**Zu erledigende Aufgaben**
1 – An welchem Tag wurde laut dem Artikel über die Anpassung an extremeres Wetter die Neun-Meter-Marke der Elbe erneut überschritten?
2 – Wiederhole aus dem Artikel über extremeres Wetter wortgetreu alles von „Warum wir uns“ bis hinunter zu „die Neun-Meter-Marke überschritten.“.

**Ausgangstext**
· · · · ·
Warum wir uns an ein extremeres Wetter anpassen müssen
Zuerst riss das Wasser den Giebel weg. Familie Jäpel flüchtete auf den Dachboden. Dann holte sich die Flut die Vorderfront. Die Jäpels konnten dem einstürzenden Dach ausweichen. Zuletzt hatte das tobende Wasser nur eine Wand übrig gelassen. Auf der hockten die Jäpels stundenlang – bis sie schließlich ein Hubschrauber rettete.
Eine „Jahrhundertflut“ sei das gewesen, sagte man den Jäpels im sächsischen Wesenstein. Es war 2002, als der Elbpegel dort erstmals über die historische Marke aus dem Jahr 1845 anschwoll: auf über neun Meter. Allerdings musste vier Jahre später schon wieder Katastrophenalarm ausgerufen werden. Und am 7. Juni 2013 wurde erneut die Neun-Meter-Marke überschritten.
„Der Klimawandel ist bereits Realität“, schreiben die Wissenschaftler des Weltklimarates. In vielen Regionen der Welt verändert sich der Wasserhaushalt, weil Niederschlagsmuster durcheinandergeraten sind. Die Produktion von Trinkwasser und sauberer Luft, das Bereitstellen von Nahrung – viele Funktionen, die die Natur für den Menschen erfüllt, sind bereits jetzt durch den Klimawandel geschwächt. Die Wissenschaftler konstatieren in ihrem neuen Sachstandsbericht, dass es der Klimawandel schwieriger und teurer macht, der wachsenden Menschheit ausreichend Trinkwasser und Nahrung zur Verfügung zu stellen.
Was die Wissenschaftler in ihrer „Zusammenfassung für politische Entscheidungsträger“ trocken formulieren, bietet Stoff für eine ganze Horrorfilmreihe: Die Verbreitungsgebiete rankheitsübertragender Insekten haben sich bereits jetzt verändert, die Erderwärmung wird im Laufe des 21. Jahrhunderts den Gesundheitszustand in vielen Weltgegenden verschlechtern. Die Flüchtlingszahlen werden zunehmen, weil Fluten und schwerere Sturmfolgen die Menschen in die Flucht treiben. Wegen des Anstiegs des Meeresspiegels verlieren die Bewohner tief liegender Küstengebiete ihre Heimat. Abnehmende Fischereierträge vor allem in den Tropen und der Arktis entziehen Menschen die Nahrungsgrundlage, Dürren und Missernten bedrohen die Ernährungssicherheit. Die Erderwärmung wird im Laufe des 21. Jahrhunderts weltweit das Wirtschaftswachstum bremsen und den Kampf gegen die Armut behindern. Roland Emmerich war 2004 für seinen Klima-Katastrophenfilm „The Day After Tomorrow“ belächelt worden. Diesmal ist das Drehbuch aber von Wissenschaftlern geschrieben. Und wissenschaftlicher Konsens.
· · · · ·
(Daten zur Beschriftung von Koordinaten)
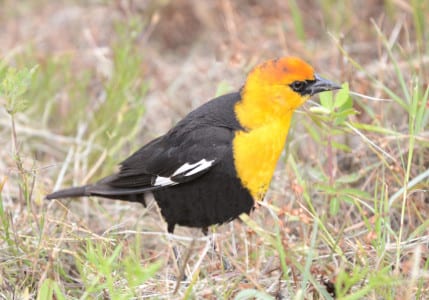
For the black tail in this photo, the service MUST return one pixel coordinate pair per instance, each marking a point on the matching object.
(69, 193)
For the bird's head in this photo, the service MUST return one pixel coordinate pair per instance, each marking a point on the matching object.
(275, 88)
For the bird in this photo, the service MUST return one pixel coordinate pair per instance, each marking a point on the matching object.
(218, 161)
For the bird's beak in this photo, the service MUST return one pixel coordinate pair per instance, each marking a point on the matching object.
(321, 85)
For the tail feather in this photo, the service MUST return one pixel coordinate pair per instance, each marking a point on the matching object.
(105, 191)
(69, 193)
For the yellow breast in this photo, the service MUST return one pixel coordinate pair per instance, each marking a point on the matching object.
(256, 153)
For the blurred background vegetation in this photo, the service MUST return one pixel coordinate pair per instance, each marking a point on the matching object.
(85, 83)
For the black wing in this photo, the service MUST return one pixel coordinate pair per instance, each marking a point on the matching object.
(167, 161)
(187, 151)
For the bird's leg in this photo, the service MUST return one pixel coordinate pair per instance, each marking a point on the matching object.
(177, 256)
(225, 262)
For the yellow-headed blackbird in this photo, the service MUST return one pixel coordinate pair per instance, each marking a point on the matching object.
(217, 161)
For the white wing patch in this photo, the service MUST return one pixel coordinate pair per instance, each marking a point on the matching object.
(190, 169)
(185, 170)
(163, 181)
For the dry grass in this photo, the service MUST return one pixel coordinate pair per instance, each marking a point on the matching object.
(347, 209)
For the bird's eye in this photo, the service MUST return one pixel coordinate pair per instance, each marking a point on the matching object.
(298, 86)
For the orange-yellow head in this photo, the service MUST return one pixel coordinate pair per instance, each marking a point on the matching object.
(274, 89)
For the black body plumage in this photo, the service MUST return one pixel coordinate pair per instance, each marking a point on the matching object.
(190, 170)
· · · · ·
**Lösungen der Aufgaben**
1 – Am 7. Juni 2013.

2 –
Warum wir uns an ein extremeres Wetter anpassen müssen
Zuerst riss das Wasser den Giebel weg. Familie Jäpel flüchtete auf den Dachboden. Dann holte sich die Flut die Vorderfront. Die Jäpels konnten dem einstürzenden Dach ausweichen. Zuletzt hatte das tobende Wasser nur eine Wand übrig gelassen. Auf der hockten die Jäpels stundenlang – bis sie schließlich ein Hubschrauber rettete.
Eine „Jahrhundertflut“ sei das gewesen, sagte man den Jäpels im sächsischen Wesenstein. Es war 2002, als der Elbpegel dort erstmals über die historische Marke aus dem Jahr 1845 anschwoll: auf über neun Meter. Allerdings musste vier Jahre später schon wieder Katastrophenalarm ausgerufen werden. Und am 7. Juni 2013 wurde erneut die Neun-Meter-Marke überschritten.